Confeitaria “Márcio” 24/9/94 DL
– É importante que contes o Domingo passado.
– Queria entregar as fotocópias, como me mandaste. Falei a uma das irmãs, talvez noviça, muito jovem. Que esperasse para o fim daquela barafunda – disse ela. Estava no fim a barafunda, aproximei-me dela, confiante. A irmã I. estava muito ocupada – informou. Esperei. Pouca gente já no recinto. Eram só dois minutos – insisti. É muito difícil – respondeu. Olhei-a. É senhor padre? – perguntou ela. Hesitei, mas olhava para ela fixamente. Sorri e disse por fim: sou. Alterou-se: então espere aqui um bocadinho. Foi-se e passado um momento reapareceu: A irmã I. não pode vir. É mesmo senhor padre? Sou – disse eu sem pestanejar. Pois... mas ela não pode vir. E eu: não tem dois minutos? Era só para lhe entregar uma coisa. Dois minutos, não mais. Pois – fez ela a despachar – ela não pode... mas o senhor entrega-me isso a mim e eu depois dou-lho. Hesitei. Não sabia o que fazer. Olhei-a e acabei por lhe dizer: Confio em si, como confio em toda a gente. O que está aqui é importante. Fica à sua responsabilidade.
Ela desapareceu com os dois dossiers. Sentia-me mal.
– Tenta dizer o que sentias.

_ _ _ _ _ _ _

• A TAREFA: Segundo o excerto do documento, com que desapareceu a irmã, por favor?

_ _ _ _ _ _ _

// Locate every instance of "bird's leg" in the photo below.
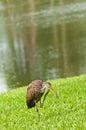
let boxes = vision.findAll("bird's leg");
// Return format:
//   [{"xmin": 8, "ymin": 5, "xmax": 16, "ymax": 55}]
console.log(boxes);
[
  {"xmin": 34, "ymin": 100, "xmax": 40, "ymax": 121},
  {"xmin": 40, "ymin": 90, "xmax": 49, "ymax": 107}
]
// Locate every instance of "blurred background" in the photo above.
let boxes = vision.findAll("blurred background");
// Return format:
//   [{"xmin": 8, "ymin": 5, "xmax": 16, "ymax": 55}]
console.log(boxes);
[{"xmin": 0, "ymin": 0, "xmax": 86, "ymax": 92}]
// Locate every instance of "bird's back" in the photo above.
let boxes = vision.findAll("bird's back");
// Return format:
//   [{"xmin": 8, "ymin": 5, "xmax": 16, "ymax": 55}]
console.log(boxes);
[{"xmin": 26, "ymin": 80, "xmax": 43, "ymax": 108}]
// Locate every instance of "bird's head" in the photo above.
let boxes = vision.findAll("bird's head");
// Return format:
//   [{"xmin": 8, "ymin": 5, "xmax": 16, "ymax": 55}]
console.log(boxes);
[{"xmin": 42, "ymin": 82, "xmax": 58, "ymax": 98}]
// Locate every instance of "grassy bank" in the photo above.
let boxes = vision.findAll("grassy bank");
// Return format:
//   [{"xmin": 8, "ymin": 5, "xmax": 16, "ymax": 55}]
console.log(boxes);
[{"xmin": 0, "ymin": 75, "xmax": 86, "ymax": 130}]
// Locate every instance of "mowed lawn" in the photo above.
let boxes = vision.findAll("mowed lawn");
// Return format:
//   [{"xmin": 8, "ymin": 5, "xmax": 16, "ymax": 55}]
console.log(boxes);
[{"xmin": 0, "ymin": 75, "xmax": 86, "ymax": 130}]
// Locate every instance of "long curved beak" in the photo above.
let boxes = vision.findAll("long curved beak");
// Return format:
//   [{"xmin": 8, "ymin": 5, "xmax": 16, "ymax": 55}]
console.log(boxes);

_ _ _ _ _ _ _

• RESPOSTA À TAREFA: Com os dois dossiers.